# Assigned task
Omitting all images, output the entries that follow exactly as written.

Referring expression data
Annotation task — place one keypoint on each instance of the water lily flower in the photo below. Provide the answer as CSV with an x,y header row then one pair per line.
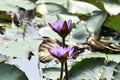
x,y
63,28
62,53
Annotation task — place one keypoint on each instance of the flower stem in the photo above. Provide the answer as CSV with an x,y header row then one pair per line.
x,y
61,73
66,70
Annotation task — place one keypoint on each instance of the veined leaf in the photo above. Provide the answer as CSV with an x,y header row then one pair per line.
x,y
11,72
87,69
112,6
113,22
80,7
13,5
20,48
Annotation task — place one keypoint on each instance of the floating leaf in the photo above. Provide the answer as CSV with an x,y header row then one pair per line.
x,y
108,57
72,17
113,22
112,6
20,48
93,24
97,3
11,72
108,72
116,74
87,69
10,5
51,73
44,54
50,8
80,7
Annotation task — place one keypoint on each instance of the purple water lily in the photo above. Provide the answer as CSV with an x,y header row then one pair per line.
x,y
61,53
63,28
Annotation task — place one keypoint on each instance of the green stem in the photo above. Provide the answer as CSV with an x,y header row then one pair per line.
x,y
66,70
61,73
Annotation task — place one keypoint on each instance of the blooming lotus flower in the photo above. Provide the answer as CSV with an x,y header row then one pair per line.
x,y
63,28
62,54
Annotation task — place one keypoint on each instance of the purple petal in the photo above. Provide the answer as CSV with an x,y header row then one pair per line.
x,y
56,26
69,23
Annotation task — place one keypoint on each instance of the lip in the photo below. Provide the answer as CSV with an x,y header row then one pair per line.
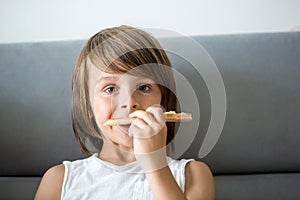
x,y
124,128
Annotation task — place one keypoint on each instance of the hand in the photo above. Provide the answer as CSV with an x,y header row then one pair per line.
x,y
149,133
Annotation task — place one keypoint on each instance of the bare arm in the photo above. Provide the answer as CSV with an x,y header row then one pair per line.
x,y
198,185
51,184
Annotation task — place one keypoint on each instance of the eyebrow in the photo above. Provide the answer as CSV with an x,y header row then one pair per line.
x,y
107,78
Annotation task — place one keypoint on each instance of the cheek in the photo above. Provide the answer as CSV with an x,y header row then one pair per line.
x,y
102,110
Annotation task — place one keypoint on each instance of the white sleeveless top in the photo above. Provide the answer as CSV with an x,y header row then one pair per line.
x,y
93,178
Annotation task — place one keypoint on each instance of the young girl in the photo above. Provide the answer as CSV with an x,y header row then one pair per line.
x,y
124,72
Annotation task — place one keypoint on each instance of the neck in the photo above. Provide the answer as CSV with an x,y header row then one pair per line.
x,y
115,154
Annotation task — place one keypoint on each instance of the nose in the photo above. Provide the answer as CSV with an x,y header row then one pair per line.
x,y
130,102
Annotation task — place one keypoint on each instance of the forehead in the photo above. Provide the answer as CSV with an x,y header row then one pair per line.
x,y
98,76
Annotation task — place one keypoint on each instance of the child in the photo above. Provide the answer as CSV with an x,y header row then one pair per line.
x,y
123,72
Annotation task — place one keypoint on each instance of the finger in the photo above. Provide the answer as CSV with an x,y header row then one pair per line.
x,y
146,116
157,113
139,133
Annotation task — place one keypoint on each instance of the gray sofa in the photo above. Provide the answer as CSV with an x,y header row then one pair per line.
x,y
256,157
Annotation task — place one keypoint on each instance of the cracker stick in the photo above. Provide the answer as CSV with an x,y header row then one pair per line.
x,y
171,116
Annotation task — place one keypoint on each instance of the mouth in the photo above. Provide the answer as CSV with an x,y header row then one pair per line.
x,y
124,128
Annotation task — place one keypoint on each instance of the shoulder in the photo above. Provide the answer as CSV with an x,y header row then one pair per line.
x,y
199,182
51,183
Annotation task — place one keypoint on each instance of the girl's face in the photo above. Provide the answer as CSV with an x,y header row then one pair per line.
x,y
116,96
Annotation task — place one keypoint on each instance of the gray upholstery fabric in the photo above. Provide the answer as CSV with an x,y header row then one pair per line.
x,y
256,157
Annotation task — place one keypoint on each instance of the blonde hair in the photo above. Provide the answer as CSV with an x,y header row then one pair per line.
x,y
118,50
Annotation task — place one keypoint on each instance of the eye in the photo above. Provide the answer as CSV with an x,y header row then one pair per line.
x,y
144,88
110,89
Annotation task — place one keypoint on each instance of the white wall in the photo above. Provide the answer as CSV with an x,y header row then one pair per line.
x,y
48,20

# Finished exercise
Annotation task — place one keypoint on each instance of the water lily flower in the photo below. Provide the answer as CSV with an x,y header row then one pair per line.
x,y
63,28
62,53
Annotation task — place one keypoint on each instance of the flower stem in the photo above. Provide the answer as CSV with an x,y header row then one pair per line.
x,y
61,73
66,70
Annotation task — place one keypoint on each instance of the veined leaf in the photo above. Provide the answer as CSV with an x,y header row then one pair per line.
x,y
11,72
87,69
112,6
113,22
80,7
13,5
20,48
Annotation task — place one keypoint on each instance of the floating leaf in the photo above. Provide the answer as CSV with an x,y header row then one pair per line.
x,y
108,57
72,17
113,22
112,6
20,48
93,24
97,3
11,72
108,72
116,74
87,69
10,5
51,73
44,54
50,8
80,7
Annotation task — place one keypoint on each instance of the purple water lily in the photo above. Provide the answer as CSV with an x,y header row then one pair per line.
x,y
61,53
63,28
Annotation task — place one keypoint on each instance of the green stem in the photo above. Provide the answer as CSV with an x,y header row then one pair per line.
x,y
66,70
61,73
Annotation task — place one keypoint on each instance of the blooming lotus flower in the photo above. Provide the answer as CSV with an x,y header row then one pair per line.
x,y
63,28
62,54
Annotation task — place one keypoint on each instance of the purple petal in the photo above. Provide the answer as CSV with an x,y header row then one pair per line.
x,y
56,26
69,23
Annotation task — place one keypoint on each instance of the lip in the photo below. Provide the answer as CSV with an x,y header row then one pair per line.
x,y
124,128
Annotation task — place one keypoint on each instance of the hand in the photo above. Provide the answer as CSV with an x,y header row then one pair per line.
x,y
149,133
Annotation task — place one keypoint on each instance of the bare arm in the photo above. Provide the answer as CSV with an x,y header row then one pair per line.
x,y
198,185
51,184
Annotation task — place one keypoint on each instance of the eyebrow in the photo above. Provide the answer as CSV with an x,y header row then one pair per line.
x,y
107,78
Annotation task — place one keypoint on each instance of the cheek in the photo above. Provide the answer as CSV with an x,y header row then one pair per line.
x,y
102,110
Annotation task — place one keypoint on each instance of the white sleeveless top in the photo above. Provide the answer as CSV with an x,y header row then one pair per line.
x,y
93,178
Annotation task — place one keypoint on each instance of the young girl in the photo above. Provide the answer as CSV with an x,y header row then one pair per line.
x,y
124,72
Annotation task — place one keypoint on each instance of the neck in the photo above. Provide the answer as CSV with an x,y header row then one pair per line.
x,y
115,154
Annotation task — place one keypoint on each instance of the nose in the photo above. Provide the answer as CSV with an x,y header row then one pair per line.
x,y
130,102
Annotation task — place one keypoint on each instance of the forehead in the photo above. Provide the answer as CSV with an x,y header row then one pair per line.
x,y
98,76
Annotation task — place one keypoint on each instance of the child in the photo above. Provide the answer as CSV with an x,y header row then one pair per line.
x,y
123,72
Annotation task — place one keypoint on each instance of the finger in the photo above. Provide the answer as CSV with an x,y header row then one pair per line.
x,y
146,116
157,113
139,133
Annotation task — place one keypoint on each instance of the gray sofa in the photo above. Provide the answer as CSV with an x,y header row then one pair per line.
x,y
256,157
Annotation task — place one keypoint on each instance of the cracker stick in the photo above. Provide the answer as CSV with an x,y header row then one pair per line.
x,y
171,116
Annotation task — place one keypoint on each instance of the mouth in the photo above. Provide the answer as CSV with an x,y header row then one pair per line.
x,y
124,128
Annotation task — place one keypoint on each instance of the shoulder in the photo above. Provide the answer as CSV with an x,y header row then one pair per line.
x,y
199,182
51,183
Annotation task — place one keypoint on each instance of the girl's face in the photo above. Provide the answer as CSV with an x,y header row then one pair per line.
x,y
116,96
Annotation task — place one keypoint on each instance of the gray upholstery fabric in the photo above. Provide the answer as CSV with an x,y header row then one pair per line.
x,y
256,157
Annotation task — place one keypoint on each instance of the blonde hair in the photo above. Provide the answer as CSV with an x,y header row then one pair per line.
x,y
118,50
Annotation task — place one keypoint on each instance of the eye in the photo above. Provide the answer as CSV with an x,y header row then one pair per line.
x,y
144,88
110,89
Annotation task — place one keypoint on each instance of the white wall in the photo above. Provide the answer as CSV with an x,y header row then one pair per line.
x,y
48,20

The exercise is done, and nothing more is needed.